Pierpont is a village in Boone County, Missouri, United States. It is part of the Columbia, Missouri Metropolitan Statistical Area. The population was 64 at the 2020 census. The village, located south of Rock Bridge Memorial State Park at Route N and Highway 163, was incorporated in 2004 to avoid annexation by the city of Columbia. It is now an independent village with its own governing board of trustees.

==Geography==
According to the United States Census Bureau, the village has a total area of 0.25 sqmi, all land.

==Demographics==

Historical population
| Census | Pop. | Note | %± |
| 2010 | 76 |  | — |
| 2020 | 64 |  | −15.8% |
U.S. Decennial Census

===2010 census===
As of the census of 2010, there were 76 people, 32 households, and 25 families residing in the village. The population density was 304.0 PD/sqmi. There were 32 housing units at an average density of 128.0 /sqmi. The racial makeup of the village was 97.4% White, 1.3% African American, and 1.3% from two or more races.

**Excerpted data:**

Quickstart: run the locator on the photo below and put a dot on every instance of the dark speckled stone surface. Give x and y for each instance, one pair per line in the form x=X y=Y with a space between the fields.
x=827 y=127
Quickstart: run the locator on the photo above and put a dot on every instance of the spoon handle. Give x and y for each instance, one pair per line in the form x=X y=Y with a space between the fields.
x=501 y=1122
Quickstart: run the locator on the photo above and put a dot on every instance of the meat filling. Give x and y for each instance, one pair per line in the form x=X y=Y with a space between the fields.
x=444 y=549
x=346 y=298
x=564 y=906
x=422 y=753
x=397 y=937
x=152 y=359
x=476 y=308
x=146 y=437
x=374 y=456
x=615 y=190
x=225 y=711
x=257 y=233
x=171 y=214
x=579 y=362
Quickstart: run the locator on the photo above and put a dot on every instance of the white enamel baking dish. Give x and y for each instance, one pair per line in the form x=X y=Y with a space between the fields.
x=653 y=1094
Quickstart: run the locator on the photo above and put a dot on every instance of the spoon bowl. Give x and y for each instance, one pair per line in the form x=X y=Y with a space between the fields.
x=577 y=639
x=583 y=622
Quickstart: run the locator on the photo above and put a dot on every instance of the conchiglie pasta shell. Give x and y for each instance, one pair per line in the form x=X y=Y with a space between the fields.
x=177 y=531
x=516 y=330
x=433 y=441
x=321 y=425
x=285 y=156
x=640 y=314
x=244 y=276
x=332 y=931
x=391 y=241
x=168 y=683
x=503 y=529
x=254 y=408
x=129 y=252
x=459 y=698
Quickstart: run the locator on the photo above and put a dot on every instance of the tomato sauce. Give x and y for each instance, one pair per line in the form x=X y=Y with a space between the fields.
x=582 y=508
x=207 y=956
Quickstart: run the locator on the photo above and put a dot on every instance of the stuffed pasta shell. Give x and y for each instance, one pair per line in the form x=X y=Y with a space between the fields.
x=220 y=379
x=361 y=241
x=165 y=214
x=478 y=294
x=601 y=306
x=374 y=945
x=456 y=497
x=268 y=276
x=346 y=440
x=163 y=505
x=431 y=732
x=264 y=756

**Questions to answer:**
[1] According to the article on Pierpont, Missouri, why was the village incorporated in 2004?
[2] Extend the article on Pierpont, Missouri, continuing from its last sentence.
The records were taken from a separate source and have no connection to the Pierpont article.

**Results of the exercise:**
[1] It was incorporated to avoid annexation by the city of Columbia.

[2]
There were 32 households, of which 25.0% had children under the age of 18 living with them, 75.0% were married couples living together, 3.1% had a male householder with no wife present, and 21.9% were non-families. 18.8% of all households were made up of individuals, and 9.4% had someone living alone who was 65 years of age or older. The average household size was 2.38 and the average family size was 2.72.

The median age in the village was 54.3 years. 19.7% of residents were under the age of 18; 4% were between the ages of 18 and 24; 14.4% were from 25 to 44; 35.5% were from 45 to 64; and 26.3% were 65 years of age or older. The gender makeup of the village was 52.6% male and 47.4% female.

==Education==
Its school district is Columbia 93 School District.